(PASSAGE PROVIDED)

She continued her delusional rant adding, “America can certainly afford to stand with Israel and to support Israel’s military needs and we also can and must support Ukraine in its struggle against Russia.” She also claimed that the US economy is doing “extremely well.”
The gaslighting is getting exhausting. And it just kept getting worse.
“Inflation has been high and it’s been a concern to households, it’s come down considerably. At the same time, we have about the strongest labor market we’ve seen in 50 years with 3.8% unemployment. And at the same time, America, the Biden administration, has passed legislation that is strengthening our economy in years to come for the medium term,” Yellen continued.
For the record, prices are still increasing, they’re just not increasing at the breakneck speed they were last year following the Biden administration (and Congress) passing asinine spending bills like the manipulatively titled “Inflation Reduction Act.” The IRA had nothing to do with inflation, in fact, it was a tremendous spending spree on climate agenda items and expanding the IRS that no one, not even Bernie Sanders, seriously thought would reduce inflation. And combined with the “American Rescue Plan,” predictions that the bills would hurt, rather than help, the economy were proven correct.
Not only did Biden’s pet spending policies make inflation worse, he and his people continue to lie about their effects. You don’t have to tell average Americans that life has gotten worse for them financially since 2021. The cost of living is becoming untenable and Americans are being told to blame everything for that—from their landlords, to their bosses, to companies that supposedly just all of a sudden became gReEdy in 2023—except for the true culprits of their plight: progressive spending policies.
Many believe the country is heading for a recession, and even if not, there’s no sign the cost of living is going to come down anytime soon.
The economy is struggling right now, and no manipulating the numbers or PR media spin will change that. The true unemployment number is far higher than the 3.8% she’s claiming (it’s really closer to 7%), and we’re losing hundreds of thousands of full-time jobs as we speak. The country is hurting.
But sure, what’s another war?
Yellen went on to say that the need to release funds for both Israel and Ukraine is a “priority,” and urged Republicans in Congress to select a speaker so that such legislation can be passed.

(RAW DATA)
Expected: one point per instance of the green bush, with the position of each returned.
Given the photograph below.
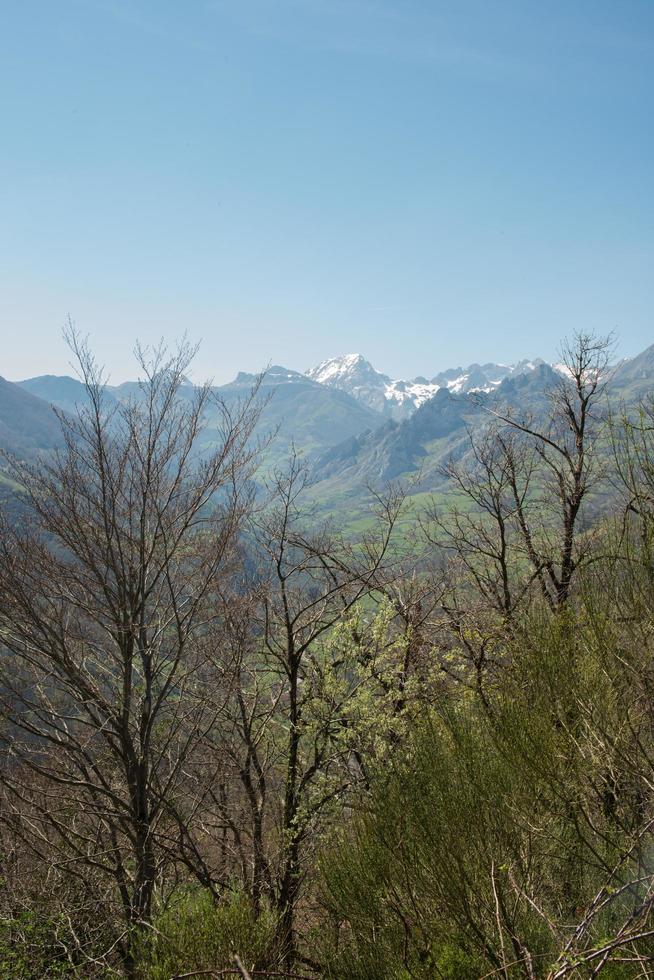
(29, 949)
(195, 932)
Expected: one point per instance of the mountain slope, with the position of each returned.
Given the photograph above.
(399, 399)
(421, 443)
(28, 425)
(300, 411)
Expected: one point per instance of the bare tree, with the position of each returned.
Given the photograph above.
(522, 488)
(105, 600)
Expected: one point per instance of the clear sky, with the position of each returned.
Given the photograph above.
(429, 183)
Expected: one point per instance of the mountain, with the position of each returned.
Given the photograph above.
(633, 378)
(300, 411)
(28, 424)
(420, 444)
(356, 376)
(399, 399)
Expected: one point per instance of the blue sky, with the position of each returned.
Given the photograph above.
(428, 183)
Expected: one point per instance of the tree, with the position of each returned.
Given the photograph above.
(104, 604)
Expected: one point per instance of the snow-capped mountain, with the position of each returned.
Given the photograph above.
(355, 375)
(399, 399)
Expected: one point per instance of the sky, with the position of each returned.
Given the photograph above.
(428, 183)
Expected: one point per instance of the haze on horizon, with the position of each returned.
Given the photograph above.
(429, 184)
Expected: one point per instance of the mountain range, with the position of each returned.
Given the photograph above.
(355, 425)
(399, 399)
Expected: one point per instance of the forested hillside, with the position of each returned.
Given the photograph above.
(239, 741)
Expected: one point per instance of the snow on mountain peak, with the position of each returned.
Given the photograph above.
(399, 399)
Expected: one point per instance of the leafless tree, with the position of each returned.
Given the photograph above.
(105, 602)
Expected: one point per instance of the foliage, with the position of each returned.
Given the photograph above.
(195, 932)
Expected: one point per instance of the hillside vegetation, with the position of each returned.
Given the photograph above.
(240, 738)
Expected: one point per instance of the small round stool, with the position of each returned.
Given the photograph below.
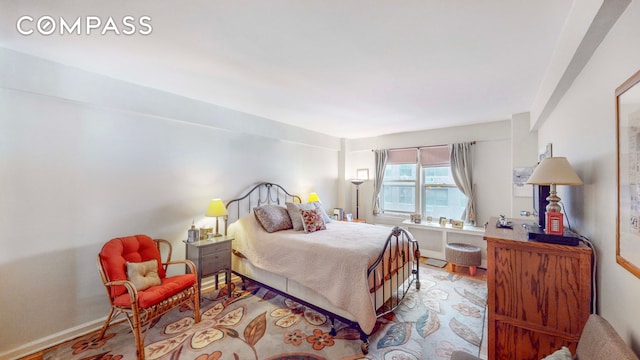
(463, 255)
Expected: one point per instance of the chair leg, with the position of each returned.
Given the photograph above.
(196, 305)
(137, 334)
(106, 323)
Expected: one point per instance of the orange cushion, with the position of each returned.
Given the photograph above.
(116, 252)
(155, 294)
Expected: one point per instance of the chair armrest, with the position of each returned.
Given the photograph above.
(461, 355)
(131, 289)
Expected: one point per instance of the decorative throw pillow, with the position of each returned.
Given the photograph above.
(294, 213)
(312, 220)
(144, 274)
(273, 217)
(318, 206)
(563, 354)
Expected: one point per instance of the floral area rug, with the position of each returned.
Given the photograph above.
(446, 314)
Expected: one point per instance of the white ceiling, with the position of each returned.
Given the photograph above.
(355, 68)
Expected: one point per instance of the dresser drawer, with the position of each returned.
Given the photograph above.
(215, 262)
(214, 248)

(THE PROBLEM)
Extend the commentary on Yellen's economic claims, picking up after its final sentence.

(WRITTEN RESPONSE)
“We stand with Israel. America has also made clear to Israel, we’re working very closely with the Israelis, that they have a right to defend themselves,” Yellen said, noting that sparing civilian lives “to the maximum extent possible” was of course important.
When pressed on the potential economic impact of the conflict in the Middle East, especially considering that oil prices remain volatile and amid concerns that neighboring powers in the region, such as Iran, could be pulled into the Israel-Hamas war, Yellen said it was “too early to gauge.”
I’m sorry, but a literal monkey could gauge the potential economic impact of such a conflict—and it would be disastrous. Americans can’t afford gas as it is, a larger Middle Eastern conflict (like going after Iran) would skyrocket oil prices (all while Biden continues to make us less independent as he blocks domestic drilling). Could that happen with or without US involvement? Maybe. But it’s hard to imagine a scenario where Israel goes after Iran without us.
This is one of the least important reasons why the US should absolutely not further involve itself in this conflict. The potential for blowback and the further strain on our resources would make all Americans less safe and poorer, and our involvement could easily lead to a much bigger regional conflict, too.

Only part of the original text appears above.